» What you should do
Answer these questions from the passage below about electric fields at Nagycenk.
1. Besides NCK, which two stations were left out of the input data?
2. How many layers did the applied conductivity model have?
3. What result did the test using only stations south of latitude 55 degrees give?
---- Excerpted passage
Measured (black) and modelled (blue) electric fields at the location of Nagycenk (NCK) when all available European magnetometer data (except NCK and its nearest neighbours Tihany and Hurbanovo) are used as input to interpolate the magnetic field at NCK. Upper panel: northward component, lower panel: eastward component. A three-layer conductivity model was applied (block 3 in Fig. 2).

We also performed a more radical test by excluding all magnetometer stations south of the latitude 55 degree. Even then we obtained a reasonable result (figure not shown). The opposite test with including only stations south of the latitude 55 degree gave an excellent result. It is evident that magnetic field variations are spatially quite smooth in South and Central Europe, so a sparse magnetometer network can still provide a sufficient accuracy in interpolation and even in extrapolation (cf. McLay & Beggan 2010).
--------
---- Record extracts
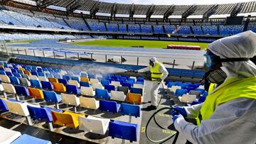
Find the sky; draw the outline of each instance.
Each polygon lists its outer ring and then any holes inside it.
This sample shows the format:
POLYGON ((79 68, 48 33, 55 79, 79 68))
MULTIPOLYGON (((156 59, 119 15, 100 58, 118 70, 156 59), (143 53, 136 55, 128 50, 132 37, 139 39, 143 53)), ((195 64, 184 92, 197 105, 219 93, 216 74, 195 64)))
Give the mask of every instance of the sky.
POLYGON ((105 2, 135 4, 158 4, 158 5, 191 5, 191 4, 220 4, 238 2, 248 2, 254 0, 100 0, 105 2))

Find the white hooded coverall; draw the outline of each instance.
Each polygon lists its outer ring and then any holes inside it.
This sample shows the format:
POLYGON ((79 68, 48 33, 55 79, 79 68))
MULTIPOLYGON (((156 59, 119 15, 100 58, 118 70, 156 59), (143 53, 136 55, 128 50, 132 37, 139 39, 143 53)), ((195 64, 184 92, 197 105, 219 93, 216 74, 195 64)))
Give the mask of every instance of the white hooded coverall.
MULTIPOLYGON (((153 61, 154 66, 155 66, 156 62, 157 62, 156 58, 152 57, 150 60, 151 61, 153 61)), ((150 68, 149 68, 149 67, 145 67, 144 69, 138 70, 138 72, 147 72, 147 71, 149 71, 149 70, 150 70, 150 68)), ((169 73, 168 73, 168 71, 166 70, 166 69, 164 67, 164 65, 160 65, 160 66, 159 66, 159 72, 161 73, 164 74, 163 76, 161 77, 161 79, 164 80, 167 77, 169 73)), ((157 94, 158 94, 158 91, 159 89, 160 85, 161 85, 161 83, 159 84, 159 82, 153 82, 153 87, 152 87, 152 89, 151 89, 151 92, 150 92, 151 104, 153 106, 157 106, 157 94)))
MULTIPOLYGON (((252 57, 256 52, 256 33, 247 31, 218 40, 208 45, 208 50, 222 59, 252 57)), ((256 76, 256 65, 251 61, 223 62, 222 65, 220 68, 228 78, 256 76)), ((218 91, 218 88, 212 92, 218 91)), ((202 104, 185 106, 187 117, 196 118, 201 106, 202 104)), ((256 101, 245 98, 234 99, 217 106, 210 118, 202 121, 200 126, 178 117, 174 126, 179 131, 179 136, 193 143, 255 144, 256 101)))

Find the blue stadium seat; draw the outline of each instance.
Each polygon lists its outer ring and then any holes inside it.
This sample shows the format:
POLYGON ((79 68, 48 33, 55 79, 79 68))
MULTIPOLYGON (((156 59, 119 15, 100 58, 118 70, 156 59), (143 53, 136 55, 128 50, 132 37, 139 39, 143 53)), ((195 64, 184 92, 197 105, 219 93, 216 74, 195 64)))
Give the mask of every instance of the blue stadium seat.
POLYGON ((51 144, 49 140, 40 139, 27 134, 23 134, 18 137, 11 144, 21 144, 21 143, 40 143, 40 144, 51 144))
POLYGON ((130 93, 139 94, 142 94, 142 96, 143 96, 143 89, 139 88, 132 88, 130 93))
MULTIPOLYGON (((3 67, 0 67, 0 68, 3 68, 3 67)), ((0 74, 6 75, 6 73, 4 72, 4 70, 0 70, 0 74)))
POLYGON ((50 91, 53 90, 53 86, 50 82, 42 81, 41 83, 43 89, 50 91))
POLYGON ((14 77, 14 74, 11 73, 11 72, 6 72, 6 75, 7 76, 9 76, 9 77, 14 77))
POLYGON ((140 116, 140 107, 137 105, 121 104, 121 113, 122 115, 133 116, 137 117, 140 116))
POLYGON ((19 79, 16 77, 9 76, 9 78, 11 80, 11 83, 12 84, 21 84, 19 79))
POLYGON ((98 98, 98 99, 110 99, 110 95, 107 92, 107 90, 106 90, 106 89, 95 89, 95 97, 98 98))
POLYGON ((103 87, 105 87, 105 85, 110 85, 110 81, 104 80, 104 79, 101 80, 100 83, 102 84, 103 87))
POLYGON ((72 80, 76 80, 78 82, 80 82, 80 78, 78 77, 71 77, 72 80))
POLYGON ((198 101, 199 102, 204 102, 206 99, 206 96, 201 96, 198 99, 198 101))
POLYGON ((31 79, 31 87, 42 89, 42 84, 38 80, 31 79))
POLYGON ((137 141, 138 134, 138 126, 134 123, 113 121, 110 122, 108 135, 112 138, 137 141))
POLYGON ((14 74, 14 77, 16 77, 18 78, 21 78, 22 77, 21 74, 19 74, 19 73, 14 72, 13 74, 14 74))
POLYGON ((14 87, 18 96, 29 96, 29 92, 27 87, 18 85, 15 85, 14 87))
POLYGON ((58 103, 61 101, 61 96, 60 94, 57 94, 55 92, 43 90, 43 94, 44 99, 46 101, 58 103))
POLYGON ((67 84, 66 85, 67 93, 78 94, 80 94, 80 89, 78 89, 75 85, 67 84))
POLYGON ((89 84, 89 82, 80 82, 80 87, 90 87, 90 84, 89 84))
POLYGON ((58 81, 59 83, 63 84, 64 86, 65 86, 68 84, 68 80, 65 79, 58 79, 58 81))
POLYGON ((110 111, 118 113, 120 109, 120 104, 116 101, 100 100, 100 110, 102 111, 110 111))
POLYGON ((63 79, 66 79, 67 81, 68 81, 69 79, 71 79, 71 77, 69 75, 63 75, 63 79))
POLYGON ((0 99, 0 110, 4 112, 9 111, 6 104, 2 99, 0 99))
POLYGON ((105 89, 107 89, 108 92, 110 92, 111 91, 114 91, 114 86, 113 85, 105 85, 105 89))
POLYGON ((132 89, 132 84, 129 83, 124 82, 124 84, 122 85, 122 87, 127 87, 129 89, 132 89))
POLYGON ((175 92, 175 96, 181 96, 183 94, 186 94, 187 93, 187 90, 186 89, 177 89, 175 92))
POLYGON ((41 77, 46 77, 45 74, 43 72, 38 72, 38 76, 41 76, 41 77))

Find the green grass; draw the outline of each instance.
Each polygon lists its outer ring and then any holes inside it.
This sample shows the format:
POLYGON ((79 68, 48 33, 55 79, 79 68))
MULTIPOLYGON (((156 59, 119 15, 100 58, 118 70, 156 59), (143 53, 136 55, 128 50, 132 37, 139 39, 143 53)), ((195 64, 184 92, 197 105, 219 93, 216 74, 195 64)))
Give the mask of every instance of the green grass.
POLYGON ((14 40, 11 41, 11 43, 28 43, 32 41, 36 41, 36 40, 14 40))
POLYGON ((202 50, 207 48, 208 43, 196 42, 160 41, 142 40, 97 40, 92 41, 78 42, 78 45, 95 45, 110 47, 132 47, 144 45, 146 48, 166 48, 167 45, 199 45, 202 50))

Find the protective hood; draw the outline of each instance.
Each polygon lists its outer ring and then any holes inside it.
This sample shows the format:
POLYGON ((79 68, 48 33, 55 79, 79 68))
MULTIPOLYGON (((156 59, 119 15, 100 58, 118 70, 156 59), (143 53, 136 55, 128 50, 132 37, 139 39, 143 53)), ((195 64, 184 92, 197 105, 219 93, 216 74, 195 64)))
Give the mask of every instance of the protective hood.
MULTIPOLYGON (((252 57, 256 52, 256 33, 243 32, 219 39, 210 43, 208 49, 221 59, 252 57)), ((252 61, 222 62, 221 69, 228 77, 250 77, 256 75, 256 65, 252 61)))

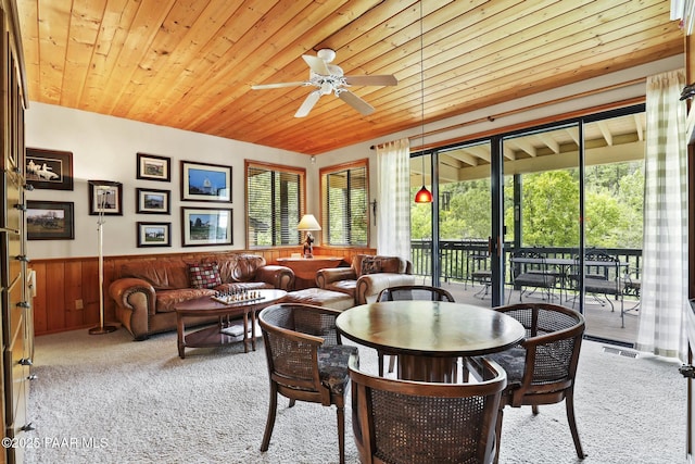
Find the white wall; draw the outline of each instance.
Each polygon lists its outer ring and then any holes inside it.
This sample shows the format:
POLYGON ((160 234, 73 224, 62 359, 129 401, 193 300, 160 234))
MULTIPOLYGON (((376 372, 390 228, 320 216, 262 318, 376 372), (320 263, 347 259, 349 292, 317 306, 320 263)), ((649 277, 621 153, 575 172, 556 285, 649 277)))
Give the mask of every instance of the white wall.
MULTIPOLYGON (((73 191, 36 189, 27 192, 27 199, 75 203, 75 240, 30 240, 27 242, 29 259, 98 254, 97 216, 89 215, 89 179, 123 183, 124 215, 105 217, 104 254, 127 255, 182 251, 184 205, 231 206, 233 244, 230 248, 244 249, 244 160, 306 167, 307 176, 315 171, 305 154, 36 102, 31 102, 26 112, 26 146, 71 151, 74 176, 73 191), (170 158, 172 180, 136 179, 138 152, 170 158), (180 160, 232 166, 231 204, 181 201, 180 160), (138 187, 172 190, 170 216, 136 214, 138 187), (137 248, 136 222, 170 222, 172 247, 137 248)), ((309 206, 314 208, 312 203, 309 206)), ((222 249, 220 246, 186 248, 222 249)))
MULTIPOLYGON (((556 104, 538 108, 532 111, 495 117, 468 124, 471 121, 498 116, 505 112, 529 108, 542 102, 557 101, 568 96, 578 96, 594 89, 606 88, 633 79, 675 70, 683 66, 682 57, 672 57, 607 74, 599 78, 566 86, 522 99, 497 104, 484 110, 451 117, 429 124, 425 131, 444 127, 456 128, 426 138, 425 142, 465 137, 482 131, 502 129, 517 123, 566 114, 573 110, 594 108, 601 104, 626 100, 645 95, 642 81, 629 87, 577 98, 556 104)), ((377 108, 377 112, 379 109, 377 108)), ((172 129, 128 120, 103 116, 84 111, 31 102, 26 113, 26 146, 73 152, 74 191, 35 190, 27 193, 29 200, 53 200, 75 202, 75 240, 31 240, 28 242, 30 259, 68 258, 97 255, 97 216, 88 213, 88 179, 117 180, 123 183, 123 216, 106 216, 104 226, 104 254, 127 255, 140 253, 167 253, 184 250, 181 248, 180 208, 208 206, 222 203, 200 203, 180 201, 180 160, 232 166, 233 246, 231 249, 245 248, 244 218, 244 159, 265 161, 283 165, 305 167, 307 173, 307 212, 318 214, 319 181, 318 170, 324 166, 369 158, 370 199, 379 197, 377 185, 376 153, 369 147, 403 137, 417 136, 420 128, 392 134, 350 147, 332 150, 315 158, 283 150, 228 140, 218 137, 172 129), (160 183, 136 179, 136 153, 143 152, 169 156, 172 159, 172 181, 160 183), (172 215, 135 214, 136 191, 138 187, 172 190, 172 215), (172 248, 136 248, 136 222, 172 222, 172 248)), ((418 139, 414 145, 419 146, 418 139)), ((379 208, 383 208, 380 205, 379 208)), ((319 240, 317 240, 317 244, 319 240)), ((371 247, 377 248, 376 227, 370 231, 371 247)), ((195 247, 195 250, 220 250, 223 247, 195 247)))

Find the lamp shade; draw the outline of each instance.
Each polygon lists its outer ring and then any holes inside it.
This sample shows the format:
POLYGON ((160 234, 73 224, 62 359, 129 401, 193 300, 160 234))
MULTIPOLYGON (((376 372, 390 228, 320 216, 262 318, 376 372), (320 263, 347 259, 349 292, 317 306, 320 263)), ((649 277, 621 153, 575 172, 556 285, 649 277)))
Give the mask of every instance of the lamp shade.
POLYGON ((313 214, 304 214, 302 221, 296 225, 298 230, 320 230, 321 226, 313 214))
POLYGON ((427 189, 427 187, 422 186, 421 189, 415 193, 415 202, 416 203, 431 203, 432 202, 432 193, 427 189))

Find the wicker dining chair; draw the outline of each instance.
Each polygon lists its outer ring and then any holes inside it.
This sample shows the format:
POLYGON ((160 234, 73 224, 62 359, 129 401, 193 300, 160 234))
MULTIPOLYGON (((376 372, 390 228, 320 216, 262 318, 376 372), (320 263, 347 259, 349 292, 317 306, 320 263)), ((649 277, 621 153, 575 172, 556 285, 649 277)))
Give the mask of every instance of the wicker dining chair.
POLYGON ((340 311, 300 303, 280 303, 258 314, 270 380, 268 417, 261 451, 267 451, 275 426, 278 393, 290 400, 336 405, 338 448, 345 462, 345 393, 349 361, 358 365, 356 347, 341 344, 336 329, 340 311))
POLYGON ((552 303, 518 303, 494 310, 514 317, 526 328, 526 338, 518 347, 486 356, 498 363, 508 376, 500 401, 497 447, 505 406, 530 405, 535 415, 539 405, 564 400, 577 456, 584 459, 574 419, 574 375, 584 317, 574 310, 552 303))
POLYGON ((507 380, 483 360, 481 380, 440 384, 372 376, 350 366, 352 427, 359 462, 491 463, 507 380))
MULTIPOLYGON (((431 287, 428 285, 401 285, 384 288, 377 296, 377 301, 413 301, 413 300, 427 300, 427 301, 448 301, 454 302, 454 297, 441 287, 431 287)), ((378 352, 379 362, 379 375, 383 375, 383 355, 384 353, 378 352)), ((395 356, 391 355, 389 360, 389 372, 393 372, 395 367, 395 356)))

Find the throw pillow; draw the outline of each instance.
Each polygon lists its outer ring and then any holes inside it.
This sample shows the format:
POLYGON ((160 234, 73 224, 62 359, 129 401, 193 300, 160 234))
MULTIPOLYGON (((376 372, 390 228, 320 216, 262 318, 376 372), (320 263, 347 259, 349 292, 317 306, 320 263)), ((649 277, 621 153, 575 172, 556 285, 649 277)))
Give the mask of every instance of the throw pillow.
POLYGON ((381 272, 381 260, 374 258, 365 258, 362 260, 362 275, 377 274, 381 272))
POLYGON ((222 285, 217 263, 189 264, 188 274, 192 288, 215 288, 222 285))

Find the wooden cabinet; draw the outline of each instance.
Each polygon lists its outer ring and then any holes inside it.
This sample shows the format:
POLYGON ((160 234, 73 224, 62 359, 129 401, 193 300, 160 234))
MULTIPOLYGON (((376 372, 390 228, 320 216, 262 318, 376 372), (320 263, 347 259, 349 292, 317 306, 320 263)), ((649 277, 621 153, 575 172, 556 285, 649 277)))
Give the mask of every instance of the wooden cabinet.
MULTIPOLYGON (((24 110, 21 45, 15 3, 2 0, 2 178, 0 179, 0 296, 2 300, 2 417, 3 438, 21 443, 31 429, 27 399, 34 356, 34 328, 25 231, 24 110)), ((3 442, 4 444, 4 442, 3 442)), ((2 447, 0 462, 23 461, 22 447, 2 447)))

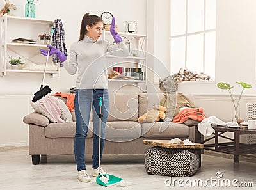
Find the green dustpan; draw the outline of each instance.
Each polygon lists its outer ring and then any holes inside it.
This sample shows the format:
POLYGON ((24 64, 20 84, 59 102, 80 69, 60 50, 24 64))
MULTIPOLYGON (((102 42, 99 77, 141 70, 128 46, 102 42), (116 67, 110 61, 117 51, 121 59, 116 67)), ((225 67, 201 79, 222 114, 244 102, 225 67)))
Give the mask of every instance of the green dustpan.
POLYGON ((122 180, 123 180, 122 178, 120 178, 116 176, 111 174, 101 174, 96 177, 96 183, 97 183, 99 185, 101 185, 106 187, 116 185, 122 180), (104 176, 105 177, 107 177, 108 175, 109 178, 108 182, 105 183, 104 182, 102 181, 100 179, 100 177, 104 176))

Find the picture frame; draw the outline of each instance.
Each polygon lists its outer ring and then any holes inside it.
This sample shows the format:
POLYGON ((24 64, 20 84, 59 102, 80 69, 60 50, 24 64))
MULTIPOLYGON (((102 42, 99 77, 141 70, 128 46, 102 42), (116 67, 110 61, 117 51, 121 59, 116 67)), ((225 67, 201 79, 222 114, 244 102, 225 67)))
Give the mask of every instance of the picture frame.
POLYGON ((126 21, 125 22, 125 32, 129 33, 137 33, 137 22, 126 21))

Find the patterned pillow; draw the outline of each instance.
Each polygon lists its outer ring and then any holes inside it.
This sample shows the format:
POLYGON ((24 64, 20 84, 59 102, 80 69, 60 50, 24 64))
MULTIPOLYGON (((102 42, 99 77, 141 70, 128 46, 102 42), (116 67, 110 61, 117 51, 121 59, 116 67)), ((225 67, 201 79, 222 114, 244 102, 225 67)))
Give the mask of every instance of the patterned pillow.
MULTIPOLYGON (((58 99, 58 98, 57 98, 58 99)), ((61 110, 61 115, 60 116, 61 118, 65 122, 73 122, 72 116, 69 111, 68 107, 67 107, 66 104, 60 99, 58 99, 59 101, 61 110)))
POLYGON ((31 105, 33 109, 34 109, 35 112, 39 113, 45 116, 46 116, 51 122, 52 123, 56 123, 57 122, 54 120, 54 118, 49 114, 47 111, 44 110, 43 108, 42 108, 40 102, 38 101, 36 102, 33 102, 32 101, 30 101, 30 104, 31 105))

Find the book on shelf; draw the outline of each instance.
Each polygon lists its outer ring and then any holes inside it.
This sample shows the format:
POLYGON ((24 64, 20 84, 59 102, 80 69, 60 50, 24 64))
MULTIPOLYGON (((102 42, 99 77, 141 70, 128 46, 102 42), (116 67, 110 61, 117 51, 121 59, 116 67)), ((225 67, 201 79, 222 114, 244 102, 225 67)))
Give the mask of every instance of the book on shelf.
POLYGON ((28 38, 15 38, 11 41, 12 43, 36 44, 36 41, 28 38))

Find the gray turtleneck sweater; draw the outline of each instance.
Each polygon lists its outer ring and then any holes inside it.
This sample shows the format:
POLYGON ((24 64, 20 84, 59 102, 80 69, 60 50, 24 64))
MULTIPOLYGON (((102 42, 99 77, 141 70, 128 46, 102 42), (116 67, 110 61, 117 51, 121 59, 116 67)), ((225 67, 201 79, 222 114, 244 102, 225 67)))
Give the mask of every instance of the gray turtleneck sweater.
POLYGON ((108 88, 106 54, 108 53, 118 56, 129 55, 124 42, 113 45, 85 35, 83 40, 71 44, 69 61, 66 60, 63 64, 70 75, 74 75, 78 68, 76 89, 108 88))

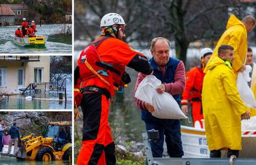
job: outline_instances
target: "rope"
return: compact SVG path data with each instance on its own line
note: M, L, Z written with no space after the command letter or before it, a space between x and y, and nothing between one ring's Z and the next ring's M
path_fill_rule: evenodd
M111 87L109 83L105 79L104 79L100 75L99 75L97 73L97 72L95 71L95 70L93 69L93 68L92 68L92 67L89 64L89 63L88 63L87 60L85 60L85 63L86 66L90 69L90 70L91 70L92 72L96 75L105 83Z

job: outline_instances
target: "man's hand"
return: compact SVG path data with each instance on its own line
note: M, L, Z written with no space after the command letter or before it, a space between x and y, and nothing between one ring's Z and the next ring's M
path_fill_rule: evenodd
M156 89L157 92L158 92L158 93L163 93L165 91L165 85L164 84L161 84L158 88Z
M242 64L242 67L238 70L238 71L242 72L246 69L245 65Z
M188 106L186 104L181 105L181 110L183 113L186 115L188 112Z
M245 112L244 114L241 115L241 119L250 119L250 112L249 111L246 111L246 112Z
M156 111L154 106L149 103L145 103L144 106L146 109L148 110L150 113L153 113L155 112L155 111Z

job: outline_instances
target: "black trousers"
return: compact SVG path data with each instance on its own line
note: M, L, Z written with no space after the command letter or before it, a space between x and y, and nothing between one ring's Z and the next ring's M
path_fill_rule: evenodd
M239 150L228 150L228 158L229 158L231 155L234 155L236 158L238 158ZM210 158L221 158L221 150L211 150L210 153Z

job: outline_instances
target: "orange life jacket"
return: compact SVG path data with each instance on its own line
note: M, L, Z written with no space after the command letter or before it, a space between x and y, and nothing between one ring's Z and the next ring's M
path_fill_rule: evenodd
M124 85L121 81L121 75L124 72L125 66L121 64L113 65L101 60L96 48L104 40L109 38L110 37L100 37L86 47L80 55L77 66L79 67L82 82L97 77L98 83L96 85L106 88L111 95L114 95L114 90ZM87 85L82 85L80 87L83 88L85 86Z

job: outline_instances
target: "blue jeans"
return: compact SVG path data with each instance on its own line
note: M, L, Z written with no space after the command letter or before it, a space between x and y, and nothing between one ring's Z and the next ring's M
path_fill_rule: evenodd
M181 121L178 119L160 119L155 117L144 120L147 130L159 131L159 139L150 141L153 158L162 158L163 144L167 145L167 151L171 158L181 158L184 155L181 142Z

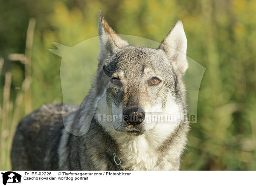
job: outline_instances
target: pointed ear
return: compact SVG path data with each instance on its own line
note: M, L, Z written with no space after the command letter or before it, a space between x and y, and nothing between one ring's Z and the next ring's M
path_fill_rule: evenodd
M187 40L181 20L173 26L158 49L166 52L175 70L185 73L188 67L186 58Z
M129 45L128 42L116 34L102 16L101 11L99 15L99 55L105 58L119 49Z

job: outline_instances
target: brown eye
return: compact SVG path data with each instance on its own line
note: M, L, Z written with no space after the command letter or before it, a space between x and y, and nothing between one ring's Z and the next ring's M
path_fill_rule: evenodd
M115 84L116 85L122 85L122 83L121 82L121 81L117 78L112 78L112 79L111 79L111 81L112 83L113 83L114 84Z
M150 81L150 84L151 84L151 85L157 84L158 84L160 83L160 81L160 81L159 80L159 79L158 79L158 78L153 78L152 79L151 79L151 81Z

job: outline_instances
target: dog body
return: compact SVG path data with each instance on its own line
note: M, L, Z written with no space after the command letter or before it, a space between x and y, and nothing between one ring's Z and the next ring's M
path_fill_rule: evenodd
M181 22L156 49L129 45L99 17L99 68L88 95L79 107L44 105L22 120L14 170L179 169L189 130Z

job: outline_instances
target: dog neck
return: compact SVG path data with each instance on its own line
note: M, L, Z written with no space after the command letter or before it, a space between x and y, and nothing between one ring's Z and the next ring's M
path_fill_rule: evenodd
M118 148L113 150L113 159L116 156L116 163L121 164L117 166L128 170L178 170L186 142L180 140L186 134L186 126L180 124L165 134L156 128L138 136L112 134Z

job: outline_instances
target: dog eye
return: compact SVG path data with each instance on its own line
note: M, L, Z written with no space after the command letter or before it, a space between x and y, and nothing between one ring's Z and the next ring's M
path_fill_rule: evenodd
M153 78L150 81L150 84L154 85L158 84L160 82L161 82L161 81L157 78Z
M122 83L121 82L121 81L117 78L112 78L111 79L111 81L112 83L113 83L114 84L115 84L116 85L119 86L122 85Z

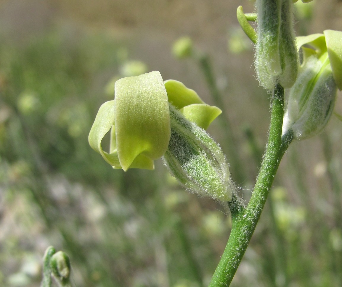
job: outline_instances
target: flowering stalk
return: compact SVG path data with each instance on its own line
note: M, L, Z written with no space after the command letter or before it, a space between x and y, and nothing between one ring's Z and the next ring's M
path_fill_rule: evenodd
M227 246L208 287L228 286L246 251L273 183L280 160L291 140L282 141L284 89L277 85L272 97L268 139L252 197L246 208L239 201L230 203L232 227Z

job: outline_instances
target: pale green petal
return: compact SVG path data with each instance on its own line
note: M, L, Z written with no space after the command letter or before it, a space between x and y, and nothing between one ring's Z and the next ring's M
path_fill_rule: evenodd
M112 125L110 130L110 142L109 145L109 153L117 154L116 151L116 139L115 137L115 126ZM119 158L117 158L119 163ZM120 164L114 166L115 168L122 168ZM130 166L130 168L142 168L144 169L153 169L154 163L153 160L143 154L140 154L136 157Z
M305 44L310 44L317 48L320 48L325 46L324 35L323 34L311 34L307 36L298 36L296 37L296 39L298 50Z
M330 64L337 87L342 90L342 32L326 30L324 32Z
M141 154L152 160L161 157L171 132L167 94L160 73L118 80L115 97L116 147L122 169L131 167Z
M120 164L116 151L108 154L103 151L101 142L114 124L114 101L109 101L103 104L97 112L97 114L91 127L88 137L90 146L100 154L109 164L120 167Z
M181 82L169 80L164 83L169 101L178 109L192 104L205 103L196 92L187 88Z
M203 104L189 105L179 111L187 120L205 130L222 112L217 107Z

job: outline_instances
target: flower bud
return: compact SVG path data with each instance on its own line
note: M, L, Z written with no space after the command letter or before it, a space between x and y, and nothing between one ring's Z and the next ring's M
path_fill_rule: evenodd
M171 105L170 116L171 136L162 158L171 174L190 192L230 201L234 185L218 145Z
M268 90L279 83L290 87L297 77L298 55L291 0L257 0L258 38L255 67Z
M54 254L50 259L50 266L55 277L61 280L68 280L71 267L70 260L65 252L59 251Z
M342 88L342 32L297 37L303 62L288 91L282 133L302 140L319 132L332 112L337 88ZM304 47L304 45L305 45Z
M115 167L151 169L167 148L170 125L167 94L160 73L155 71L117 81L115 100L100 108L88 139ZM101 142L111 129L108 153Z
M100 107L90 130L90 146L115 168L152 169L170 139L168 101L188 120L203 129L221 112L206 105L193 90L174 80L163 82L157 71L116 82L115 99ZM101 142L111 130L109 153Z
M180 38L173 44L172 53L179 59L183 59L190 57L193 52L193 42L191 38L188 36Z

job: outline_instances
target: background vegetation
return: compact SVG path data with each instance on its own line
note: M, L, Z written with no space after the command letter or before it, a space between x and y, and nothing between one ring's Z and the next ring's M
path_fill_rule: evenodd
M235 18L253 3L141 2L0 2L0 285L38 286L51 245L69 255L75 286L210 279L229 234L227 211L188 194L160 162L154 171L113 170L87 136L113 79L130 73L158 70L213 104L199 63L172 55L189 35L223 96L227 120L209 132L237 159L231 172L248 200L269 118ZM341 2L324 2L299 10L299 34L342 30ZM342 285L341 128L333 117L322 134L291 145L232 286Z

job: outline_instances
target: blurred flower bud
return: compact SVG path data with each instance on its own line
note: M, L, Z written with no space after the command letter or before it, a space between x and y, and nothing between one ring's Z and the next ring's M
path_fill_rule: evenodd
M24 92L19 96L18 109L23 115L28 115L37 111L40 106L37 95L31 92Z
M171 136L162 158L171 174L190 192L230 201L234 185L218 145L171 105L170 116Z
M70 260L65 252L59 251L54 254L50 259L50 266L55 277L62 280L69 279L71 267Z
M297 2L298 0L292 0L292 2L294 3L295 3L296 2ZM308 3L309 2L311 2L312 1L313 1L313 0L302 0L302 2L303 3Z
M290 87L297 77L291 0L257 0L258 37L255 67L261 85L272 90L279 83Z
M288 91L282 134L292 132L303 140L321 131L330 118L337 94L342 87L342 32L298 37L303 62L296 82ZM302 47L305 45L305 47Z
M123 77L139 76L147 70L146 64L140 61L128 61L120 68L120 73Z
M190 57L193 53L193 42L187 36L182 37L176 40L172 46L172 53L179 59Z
--------
» Task result
1. Tihany and Hurbanovo.
2. Three.
3. An excellent result.